(WHAT NEEDS TO BE DONE)
Update the listing below by replacing "point out" with "mark" wherever it occurs, and leave every other line unchanged.

═════ PROVIDED DATA

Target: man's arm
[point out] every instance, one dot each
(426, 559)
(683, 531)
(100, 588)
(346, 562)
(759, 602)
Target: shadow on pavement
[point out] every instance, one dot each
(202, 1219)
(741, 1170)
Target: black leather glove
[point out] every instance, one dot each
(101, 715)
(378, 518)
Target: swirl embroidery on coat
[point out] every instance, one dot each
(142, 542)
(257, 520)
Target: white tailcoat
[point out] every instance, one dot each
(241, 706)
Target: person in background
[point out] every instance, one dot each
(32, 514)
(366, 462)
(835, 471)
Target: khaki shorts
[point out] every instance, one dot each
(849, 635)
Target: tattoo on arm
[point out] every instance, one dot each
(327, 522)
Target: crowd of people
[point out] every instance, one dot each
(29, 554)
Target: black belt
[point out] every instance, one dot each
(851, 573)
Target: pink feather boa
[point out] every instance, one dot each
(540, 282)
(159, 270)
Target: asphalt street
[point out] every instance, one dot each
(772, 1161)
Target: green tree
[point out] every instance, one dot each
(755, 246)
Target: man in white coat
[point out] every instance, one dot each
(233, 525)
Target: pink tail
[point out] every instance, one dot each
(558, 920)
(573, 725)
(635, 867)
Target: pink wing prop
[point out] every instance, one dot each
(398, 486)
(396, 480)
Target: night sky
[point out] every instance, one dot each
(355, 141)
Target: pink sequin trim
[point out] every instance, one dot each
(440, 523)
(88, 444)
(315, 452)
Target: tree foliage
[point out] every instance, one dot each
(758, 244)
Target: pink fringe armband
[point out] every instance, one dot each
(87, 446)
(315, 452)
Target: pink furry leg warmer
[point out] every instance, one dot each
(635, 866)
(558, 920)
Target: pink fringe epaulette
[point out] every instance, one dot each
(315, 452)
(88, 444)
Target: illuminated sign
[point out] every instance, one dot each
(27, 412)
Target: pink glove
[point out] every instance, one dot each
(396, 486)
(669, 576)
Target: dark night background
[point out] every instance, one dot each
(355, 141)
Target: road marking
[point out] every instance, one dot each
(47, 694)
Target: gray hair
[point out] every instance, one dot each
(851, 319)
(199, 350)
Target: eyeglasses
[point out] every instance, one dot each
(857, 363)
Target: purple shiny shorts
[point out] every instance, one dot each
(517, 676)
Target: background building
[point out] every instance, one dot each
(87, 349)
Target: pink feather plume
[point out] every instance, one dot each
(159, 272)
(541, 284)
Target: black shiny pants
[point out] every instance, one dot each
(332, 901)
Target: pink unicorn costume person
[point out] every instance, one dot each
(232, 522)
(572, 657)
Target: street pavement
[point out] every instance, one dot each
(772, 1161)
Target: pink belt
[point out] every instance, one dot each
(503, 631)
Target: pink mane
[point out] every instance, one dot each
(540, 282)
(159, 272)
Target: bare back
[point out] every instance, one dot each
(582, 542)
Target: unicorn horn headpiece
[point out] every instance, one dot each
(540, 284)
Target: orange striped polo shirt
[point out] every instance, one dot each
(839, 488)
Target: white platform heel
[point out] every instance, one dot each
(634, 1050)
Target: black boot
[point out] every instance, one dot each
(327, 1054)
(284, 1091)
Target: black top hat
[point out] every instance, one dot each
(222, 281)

══════════

(ANSWER TO THE TASK)
Target: man's arm
[mark] every instance, one dot each
(426, 559)
(683, 531)
(100, 588)
(346, 562)
(759, 602)
Target: shadow on pavement
[mark] every instance, one dot each
(202, 1219)
(741, 1170)
Target: black leather glove
[mark] every instance, one dot each
(101, 715)
(378, 518)
Target: swirl embroidery on coat
[mark] every instance, one dot each
(142, 542)
(257, 520)
Target: white tailcoat
[mark] every instance, one dot each
(241, 706)
Target: person in background
[mark] every instance, one dot each
(32, 514)
(366, 462)
(835, 471)
Target: khaki shorts
[mark] every instance, one dot each
(849, 635)
Target: tattoo on arm
[mark] every instance, one dot each
(327, 522)
Target: crowd of people
[mark] every instance, one dot each
(29, 554)
Target: black belt
[mark] every instance, one dot each
(851, 573)
Target: pink feather boa
[mark] every instance, one dot each
(540, 282)
(159, 270)
Target: asphalt street
[mark] every instance, one dot each
(772, 1161)
Target: green tree
[mark] every instance, one dot each
(755, 246)
Target: man in white coat
[mark] every instance, one dot each
(233, 525)
Target: pink tail
[mark] every instance, one dot each
(558, 920)
(573, 725)
(635, 867)
Target: pink wing prop
[mark] every instance, one dot each
(398, 486)
(396, 480)
Target: night sky
[mark] every instance, one dot each
(355, 141)
Target: pink sequin trim
[mark] every instance, one dot each
(440, 523)
(88, 444)
(315, 452)
Target: tree foliage
[mark] every instance, one dot each
(758, 244)
Target: pink fringe armband
[mark] every instance, one dot each
(87, 446)
(315, 452)
Target: pink furry leg warmer
[mark] every instance, one dot each
(635, 866)
(558, 920)
Target: pink fringe epaulette
[mark] every instance, one dot each
(315, 452)
(88, 444)
Target: illuminated sign
[mark] every instance, one dot each
(27, 412)
Target: pink glove
[mark] every instance, one dot each
(396, 486)
(669, 576)
Target: dark night background
[mark] every instance, one dot each
(355, 141)
Target: road marking
[mark] every instance, one dot each
(47, 694)
Target: gray hair
[mark] every instance, one dot each
(851, 319)
(199, 350)
Target: eyeglasses
[mark] every instance, one dot each
(857, 363)
Target: purple shiny shorts
[mark] every instance, one dot each
(517, 676)
Target: background building
[mark] every instance, one dot each
(87, 349)
Target: pink feather plume
[mark] every instance, one dot each
(159, 272)
(541, 284)
Target: black shiny pants
[mark] every instance, one dot each
(332, 901)
Target: pink unicorn costume person
[mark] every instance, one dot each
(232, 522)
(572, 657)
Target: street pavement
[mark] every instance, one dot each
(772, 1161)
Target: pink belt
[mark] every instance, one dot each
(503, 631)
Target: pink mane
[mark] every instance, one dot each
(540, 282)
(159, 272)
Target: bare back
[mark] every instance, one dot each
(582, 542)
Target: unicorn horn headpiece
[mark] every instance, one dot each
(540, 284)
Target: orange striped polo shirt
[mark] every instance, one dot each
(839, 488)
Target: white platform heel
[mark] every instance, one dot each
(634, 1050)
Target: black boot
[mark] every instance, one dot each
(327, 1054)
(284, 1091)
Target: black top hat
[mark] every instance, one dot each
(222, 281)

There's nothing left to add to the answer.